_Set exercise 1:_
Will you switch "bathrobe" to "towel" in the entries and give back only everything from the line containing "Place one keypoint on each instance of the chest" down to the last entry, with nothing else changed?

3. It’s part of the culture. Marriage is what your religion believes in, or your culture accepts. It is a part of your core values.
2. To make a commitment. You’ve decided that you want to be together forever, knowing each other’s faults and failings.
1. You’re in love.
Ah! Love. That’s what marriage is all about isn’t it? But do we really understand what love in the sense of God-ordained love is in the context of marriage that makes love the right reason to get married? Sometimes I wonder.
What is this thing called love that motivates us to marry? The answer depends upon who you talk to. If we take the philosophy of the 70’s from the movie Love Story, love is “never having to say you’re sorry.” Another philosophy is that love is forever. Some would say love is something physical, others say it is something cognitive, some say it is both physical and cognitive. We use love to express emotions, feelings, and infatuation. We use the term, especially in the English language, so loosely, that we have lost its biblical meaning, the meaning that it is supposed to carry in marriage.

_Material shown:_
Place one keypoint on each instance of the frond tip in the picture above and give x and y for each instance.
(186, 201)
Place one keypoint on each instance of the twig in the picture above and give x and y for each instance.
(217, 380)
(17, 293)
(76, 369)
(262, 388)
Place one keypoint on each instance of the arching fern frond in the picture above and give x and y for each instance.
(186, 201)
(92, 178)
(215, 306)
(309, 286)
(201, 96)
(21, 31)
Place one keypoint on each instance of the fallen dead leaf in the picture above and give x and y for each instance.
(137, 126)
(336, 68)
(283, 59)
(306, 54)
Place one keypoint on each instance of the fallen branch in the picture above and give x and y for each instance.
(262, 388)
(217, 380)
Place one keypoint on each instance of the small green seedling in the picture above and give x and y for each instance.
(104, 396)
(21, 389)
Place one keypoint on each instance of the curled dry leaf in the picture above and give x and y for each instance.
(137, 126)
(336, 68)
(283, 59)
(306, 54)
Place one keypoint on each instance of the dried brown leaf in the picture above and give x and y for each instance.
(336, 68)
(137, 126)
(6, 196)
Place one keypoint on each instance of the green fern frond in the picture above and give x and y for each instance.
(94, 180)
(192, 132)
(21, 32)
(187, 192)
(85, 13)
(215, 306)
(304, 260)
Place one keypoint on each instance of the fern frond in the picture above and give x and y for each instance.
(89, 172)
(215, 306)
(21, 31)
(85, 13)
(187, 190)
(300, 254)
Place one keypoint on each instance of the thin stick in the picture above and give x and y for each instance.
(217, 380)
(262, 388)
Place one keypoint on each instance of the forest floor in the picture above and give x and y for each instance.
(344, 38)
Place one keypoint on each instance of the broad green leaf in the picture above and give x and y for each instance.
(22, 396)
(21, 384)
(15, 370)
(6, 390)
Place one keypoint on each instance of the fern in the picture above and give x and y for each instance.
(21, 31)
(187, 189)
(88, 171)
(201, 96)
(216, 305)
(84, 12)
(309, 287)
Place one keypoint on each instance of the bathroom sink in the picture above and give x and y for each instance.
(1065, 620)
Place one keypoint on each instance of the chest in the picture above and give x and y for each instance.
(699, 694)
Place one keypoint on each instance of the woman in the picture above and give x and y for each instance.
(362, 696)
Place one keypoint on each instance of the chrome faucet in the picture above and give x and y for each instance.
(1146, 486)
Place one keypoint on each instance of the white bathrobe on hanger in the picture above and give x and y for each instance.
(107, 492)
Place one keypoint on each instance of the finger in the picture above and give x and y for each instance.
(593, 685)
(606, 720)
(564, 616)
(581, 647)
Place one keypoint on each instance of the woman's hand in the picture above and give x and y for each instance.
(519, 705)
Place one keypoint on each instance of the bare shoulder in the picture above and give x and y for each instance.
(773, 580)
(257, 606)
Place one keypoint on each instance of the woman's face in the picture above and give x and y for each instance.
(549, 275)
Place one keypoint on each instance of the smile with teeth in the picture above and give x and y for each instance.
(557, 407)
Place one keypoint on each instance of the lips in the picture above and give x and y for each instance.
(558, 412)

_Set exercise 2:_
Can you return the whole passage on marriage and love word for word?

_Written reply 1:_
Place one keypoint on each instance of the chest in the picture above and give x and y for each instance.
(699, 694)
Place one keypoint on each instance of the woman in the picture above and give x and y for each instance.
(362, 696)
Place one keypoint on each instance of the chrome faucet in the picture above and give x and y for each instance.
(1146, 486)
Place one keypoint on each instance of the white towel on hanger in the picture above and give x and y for each instance.
(107, 492)
Place one keypoint on each instance of the finger in the picture above and give x and y for each instance.
(593, 685)
(606, 720)
(564, 616)
(581, 647)
Place one keypoint on each instance of the woman's hand in the picture above and give x and y for each instance.
(519, 705)
Place one keypoint on each instance of the bare shoulder in the picture above and give x and y for each instance.
(773, 580)
(257, 606)
Place one keypoint on each instance of the woman's face in the picture above and give x and y for each instance.
(549, 275)
Place one keypoint on each instance of the smile with teeth in the picture above and give x and y for each instance.
(557, 407)
Place one keypoint on each instance of the lips in the picture above and give x and y for each instance.
(558, 412)

_Written reply 2:_
3. It’s part of the culture. Marriage is what your religion believes in, or your culture accepts. It is a part of your core values.
2. To make a commitment. You’ve decided that you want to be together forever, knowing each other’s faults and failings.
1. You’re in love.
Ah! Love. That’s what marriage is all about isn’t it? But do we really understand what love in the sense of God-ordained love is in the context of marriage that makes love the right reason to get married? Sometimes I wonder.
What is this thing called love that motivates us to marry? The answer depends upon who you talk to. If we take the philosophy of the 70’s from the movie Love Story, love is “never having to say you’re sorry.” Another philosophy is that love is forever. Some would say love is something physical, others say it is something cognitive, some say it is both physical and cognitive. We use love to express emotions, feelings, and infatuation. We use the term, especially in the English language, so loosely, that we have lost its biblical meaning, the meaning that it is supposed to carry in marriage.